To do |
**a.** Answer these questions about the open public records text, one per line:
(i) What share of U.S. households had mortgage loans in 1956?
(ii) What is Robert Gellman's former position?
(iii) What percent of automobile loan applicants received a decision within an hour in 1997?
**b.** Can you print the open public records text word for word, starting at "Consumer Benefits from" and ending at "Open Public Records.)"?
**c.** Which percentages appear in the open public records text? List every one.

Consumer Benefits from Open Public Records
Open access to public records serves many valuable purposes in our democracy and provides many public benefits, ranging from preventing and detecting crime to locating missing children. (These public benefits are outlined in greater detail in the Coalition for Sensible Public Records Access paper, Public Benefits From Open Public Records.)
The value of accessible public records, however, extends far beyond these democratic and social benefits. The benefits of open public records are so numerous and diverse that they impact virtually every facet of American’s lives as consumers. In fact, public records have come to constitute part of the critical infrastructure of our information economy. As privacy consultant Robert Gellman, former chief counsel to the House Government Operations Subcommittee on Information, Justice, Transportation and Agriculture, has written: “Many government agencies exist principally to create, collect, or provide information to assist in the conduct of business, legal, or personal affairs. Government information is a valuable resource and commodity that can be used in many different ways to further economic growth.”1
These uses of public records in the market are so common, and their value so great, that we frequently take them for granted. Consider just a few of the essential consumer benefits that open public records provide:
Information for Financial Decisionmaking
Public records provide key information about consumers’ financial fitness. Information from bankruptcy courts for example, not only facilitates the recovery of debts by creditors, but also provides valuable notice to future creditors. Public record information is also used to verify loan application information, determine property ownership and value, and identify outstanding liens. That information helps increase the accuracy of future credit decisions, increases the availability of credit, and decreases the cost of credit to the public.
Accessible public information also has increased the number of Americans who now qualify for credit and other services, and increased the confidence of service providers in meeting the needs of this previously underserved population. In 1956, about 24 percent of U.S. households (13 million) had mortgage loans. By 1998 over 43 percent of households (44 million) had home mortgage loans, and the percent of the U.S. population owning their own homes were at an all-time high-thanks to reliable, accessible information drawn largely from public records.
This country’s open public record system significantly reduces the cost of credit by facilitating accurate decision-making, reducing fraud and other losses, and improving efficiency and confidence. As a result, American consumers save billions of dollars every year. In fact, economist Walter Kitchenman has calculated that just one of these features of our open information economythe extent to which reliable, centralized, and standardized consumer credit information makes it possible to pool consumer loans and then sell them to investors, saves American consumers at least $80 billion a year. 2
Accessible public records facilitate rapid financial decision-making. Even major financial decisions are often made in a matter of minutes or hours, instead of weeks or months, as is the case in most other countries. In 1997, 82 percent of automobile loan applicants received a decision within an hour; 48 percent of applicants received a decision within 30 minutes. Many retailers open new charge accounts for customers at the point of sale in less than two minutes.

Image point annotation entries

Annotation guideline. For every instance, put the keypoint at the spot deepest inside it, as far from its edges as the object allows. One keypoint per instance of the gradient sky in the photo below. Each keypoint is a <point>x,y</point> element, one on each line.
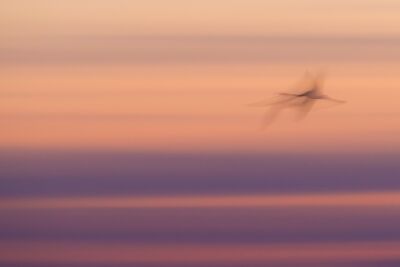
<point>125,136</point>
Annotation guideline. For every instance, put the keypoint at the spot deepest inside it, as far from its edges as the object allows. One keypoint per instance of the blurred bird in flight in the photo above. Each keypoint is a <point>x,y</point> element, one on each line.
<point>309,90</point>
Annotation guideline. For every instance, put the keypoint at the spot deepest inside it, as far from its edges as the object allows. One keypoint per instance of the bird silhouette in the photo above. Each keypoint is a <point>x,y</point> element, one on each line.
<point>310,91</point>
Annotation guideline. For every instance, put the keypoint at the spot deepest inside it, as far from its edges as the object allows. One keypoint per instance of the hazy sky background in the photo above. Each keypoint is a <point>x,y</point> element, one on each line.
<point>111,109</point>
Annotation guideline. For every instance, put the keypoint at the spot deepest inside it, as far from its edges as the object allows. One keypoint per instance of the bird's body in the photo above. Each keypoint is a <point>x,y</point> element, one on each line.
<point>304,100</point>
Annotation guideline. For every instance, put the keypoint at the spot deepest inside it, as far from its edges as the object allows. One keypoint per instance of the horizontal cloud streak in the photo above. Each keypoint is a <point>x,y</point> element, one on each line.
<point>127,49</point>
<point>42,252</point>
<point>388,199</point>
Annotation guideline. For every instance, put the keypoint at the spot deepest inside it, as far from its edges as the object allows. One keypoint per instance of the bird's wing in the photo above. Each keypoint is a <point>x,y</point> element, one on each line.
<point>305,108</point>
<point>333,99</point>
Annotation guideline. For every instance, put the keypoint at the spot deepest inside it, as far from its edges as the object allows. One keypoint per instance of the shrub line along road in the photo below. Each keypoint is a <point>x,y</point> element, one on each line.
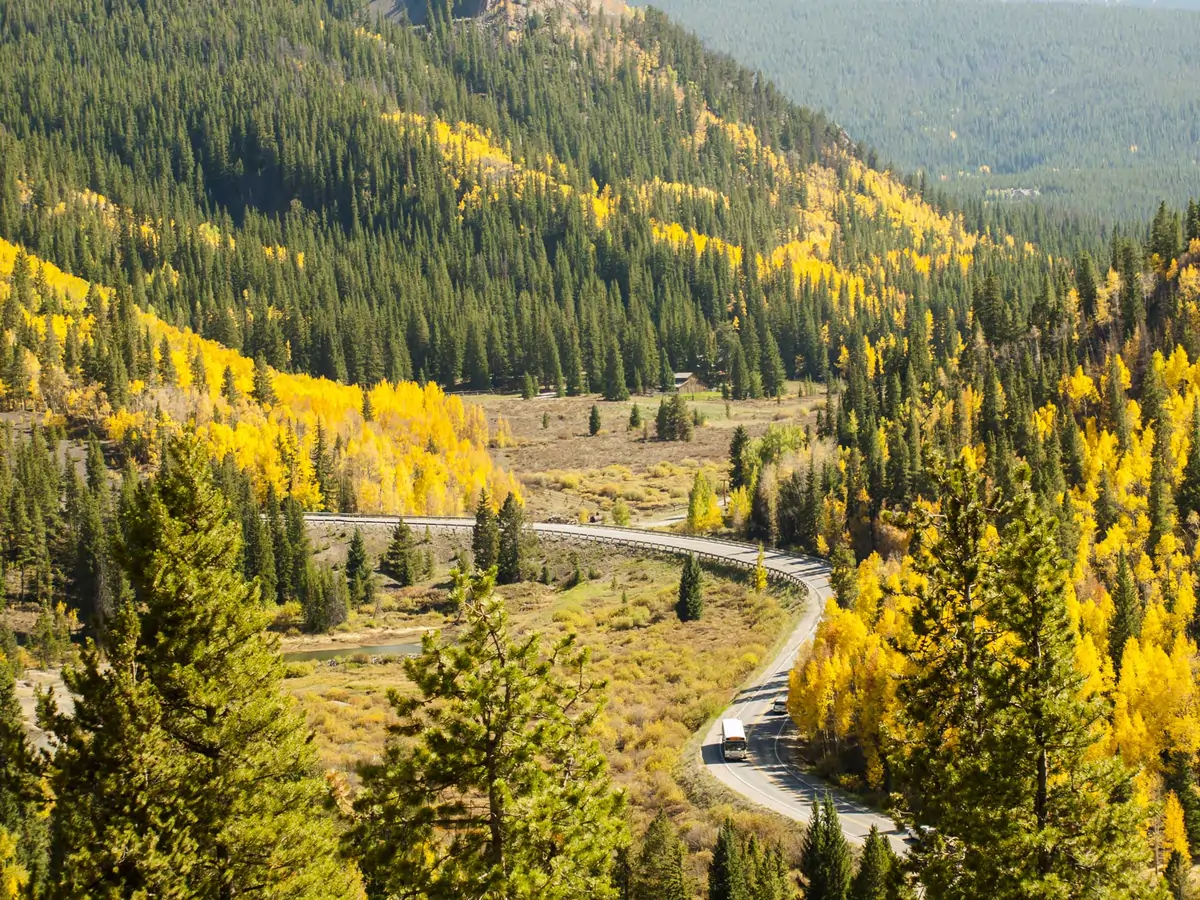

* * *

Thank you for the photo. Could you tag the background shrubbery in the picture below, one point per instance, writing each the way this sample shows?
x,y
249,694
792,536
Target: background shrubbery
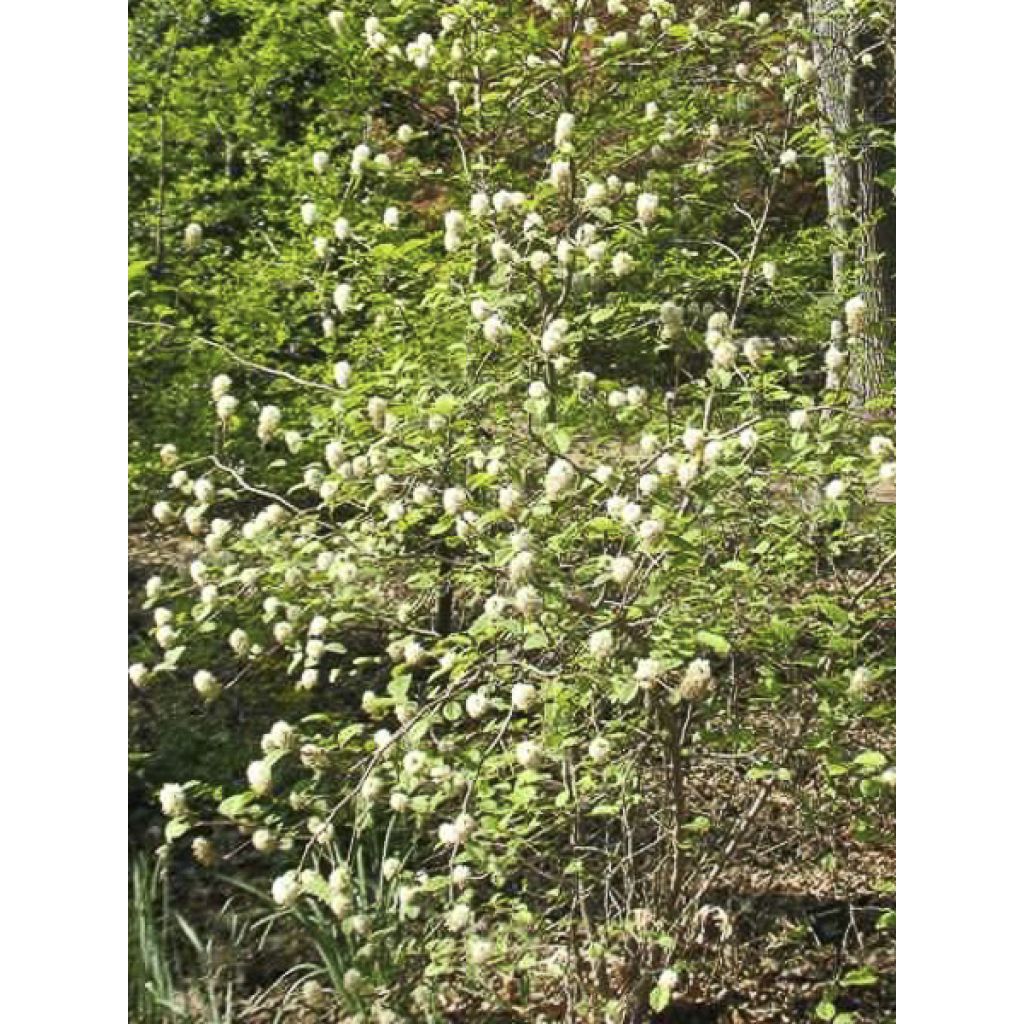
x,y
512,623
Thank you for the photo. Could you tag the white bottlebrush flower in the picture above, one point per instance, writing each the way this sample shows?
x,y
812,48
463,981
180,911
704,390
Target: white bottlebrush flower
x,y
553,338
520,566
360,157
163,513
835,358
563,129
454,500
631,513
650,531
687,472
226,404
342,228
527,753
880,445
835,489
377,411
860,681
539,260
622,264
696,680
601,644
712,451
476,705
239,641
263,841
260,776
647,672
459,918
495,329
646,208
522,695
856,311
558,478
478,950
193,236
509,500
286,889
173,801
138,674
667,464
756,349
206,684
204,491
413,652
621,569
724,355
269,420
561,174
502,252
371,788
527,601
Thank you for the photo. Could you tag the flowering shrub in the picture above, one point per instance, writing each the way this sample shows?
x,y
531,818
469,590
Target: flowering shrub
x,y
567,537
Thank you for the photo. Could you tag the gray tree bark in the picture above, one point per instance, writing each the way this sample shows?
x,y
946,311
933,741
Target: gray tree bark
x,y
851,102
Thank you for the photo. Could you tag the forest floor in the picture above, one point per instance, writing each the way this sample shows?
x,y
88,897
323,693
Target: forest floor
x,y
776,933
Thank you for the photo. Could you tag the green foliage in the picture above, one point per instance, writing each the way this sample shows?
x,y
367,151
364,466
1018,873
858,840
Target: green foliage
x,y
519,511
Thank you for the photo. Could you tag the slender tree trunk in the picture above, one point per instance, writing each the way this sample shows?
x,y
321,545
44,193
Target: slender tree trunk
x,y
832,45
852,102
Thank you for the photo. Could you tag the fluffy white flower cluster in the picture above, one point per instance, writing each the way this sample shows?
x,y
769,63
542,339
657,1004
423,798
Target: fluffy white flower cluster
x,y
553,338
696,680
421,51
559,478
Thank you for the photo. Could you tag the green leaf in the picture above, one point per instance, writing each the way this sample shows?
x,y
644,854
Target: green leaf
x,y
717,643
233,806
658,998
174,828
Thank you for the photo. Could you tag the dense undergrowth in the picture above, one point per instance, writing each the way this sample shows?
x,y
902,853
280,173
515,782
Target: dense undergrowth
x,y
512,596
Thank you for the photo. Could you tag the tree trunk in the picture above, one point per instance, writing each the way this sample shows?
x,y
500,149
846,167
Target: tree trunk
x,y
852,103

* * *

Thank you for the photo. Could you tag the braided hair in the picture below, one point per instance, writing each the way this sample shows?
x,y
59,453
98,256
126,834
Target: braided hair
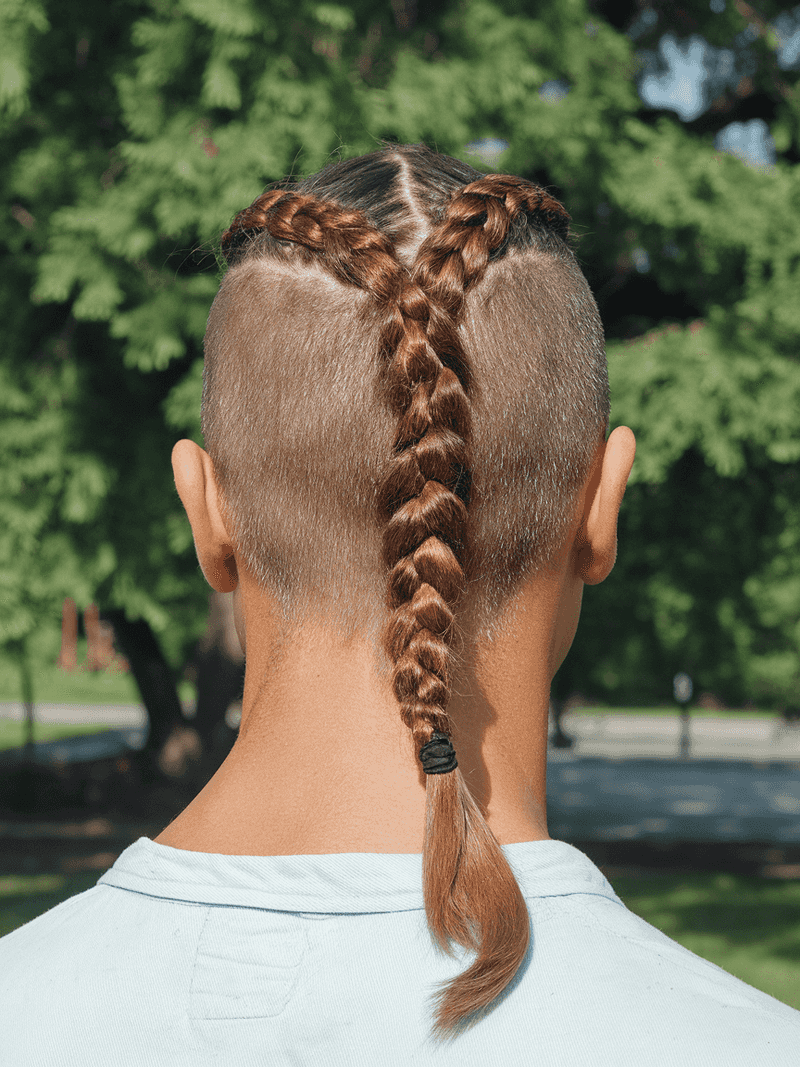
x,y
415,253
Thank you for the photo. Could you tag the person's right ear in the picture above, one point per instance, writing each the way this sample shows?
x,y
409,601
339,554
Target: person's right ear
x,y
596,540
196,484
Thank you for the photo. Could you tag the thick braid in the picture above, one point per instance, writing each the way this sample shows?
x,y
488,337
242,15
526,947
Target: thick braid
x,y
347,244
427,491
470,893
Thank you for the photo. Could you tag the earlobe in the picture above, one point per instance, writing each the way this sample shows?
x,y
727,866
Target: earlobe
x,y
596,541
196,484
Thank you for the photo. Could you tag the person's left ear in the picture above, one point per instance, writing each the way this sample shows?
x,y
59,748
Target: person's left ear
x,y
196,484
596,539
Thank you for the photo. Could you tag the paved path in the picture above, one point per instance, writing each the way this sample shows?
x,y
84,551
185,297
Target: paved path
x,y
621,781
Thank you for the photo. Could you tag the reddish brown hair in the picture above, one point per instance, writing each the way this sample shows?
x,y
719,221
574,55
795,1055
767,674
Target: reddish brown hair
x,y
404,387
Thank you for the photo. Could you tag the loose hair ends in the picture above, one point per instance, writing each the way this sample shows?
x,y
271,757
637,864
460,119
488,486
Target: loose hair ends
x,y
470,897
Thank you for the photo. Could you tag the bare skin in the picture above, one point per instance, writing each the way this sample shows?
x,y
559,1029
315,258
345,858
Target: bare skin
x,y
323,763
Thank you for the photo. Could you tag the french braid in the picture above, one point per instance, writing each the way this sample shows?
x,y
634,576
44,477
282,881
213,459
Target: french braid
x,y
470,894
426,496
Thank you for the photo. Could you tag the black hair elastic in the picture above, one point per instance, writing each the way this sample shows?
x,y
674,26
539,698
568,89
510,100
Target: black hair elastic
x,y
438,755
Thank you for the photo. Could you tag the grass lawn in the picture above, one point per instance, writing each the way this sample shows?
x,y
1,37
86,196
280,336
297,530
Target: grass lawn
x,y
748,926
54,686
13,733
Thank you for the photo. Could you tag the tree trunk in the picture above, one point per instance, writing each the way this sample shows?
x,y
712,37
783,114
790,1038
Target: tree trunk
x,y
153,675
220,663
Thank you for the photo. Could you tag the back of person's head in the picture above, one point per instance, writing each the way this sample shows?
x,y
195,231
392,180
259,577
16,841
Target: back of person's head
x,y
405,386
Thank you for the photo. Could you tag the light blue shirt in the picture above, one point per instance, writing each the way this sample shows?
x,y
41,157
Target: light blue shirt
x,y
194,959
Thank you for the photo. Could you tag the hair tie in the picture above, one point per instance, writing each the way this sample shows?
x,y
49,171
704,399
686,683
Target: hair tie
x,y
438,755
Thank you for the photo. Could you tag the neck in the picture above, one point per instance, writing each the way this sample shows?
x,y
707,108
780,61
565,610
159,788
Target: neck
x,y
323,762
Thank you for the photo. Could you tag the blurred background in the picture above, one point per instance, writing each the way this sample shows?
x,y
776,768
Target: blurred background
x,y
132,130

Answers for the tasks |
**a.**
(i) About 24 percent (13 million households)
(ii) Chief counsel to the House Government Operations Subcommittee on Information, Justice, Transportation and Agriculture
(iii) 82 percent

**b.**
Consumer Benefits from Open Public Records
Open access to public records serves many valuable purposes in our democracy and provides many public benefits, ranging from preventing and detecting crime to locating missing children. (These public benefits are outlined in greater detail in the Coalition for Sensible Public Records Access paper, Public Benefits From Open Public Records.)

**c.**
24 percent
43 percent
82 percent
48 percent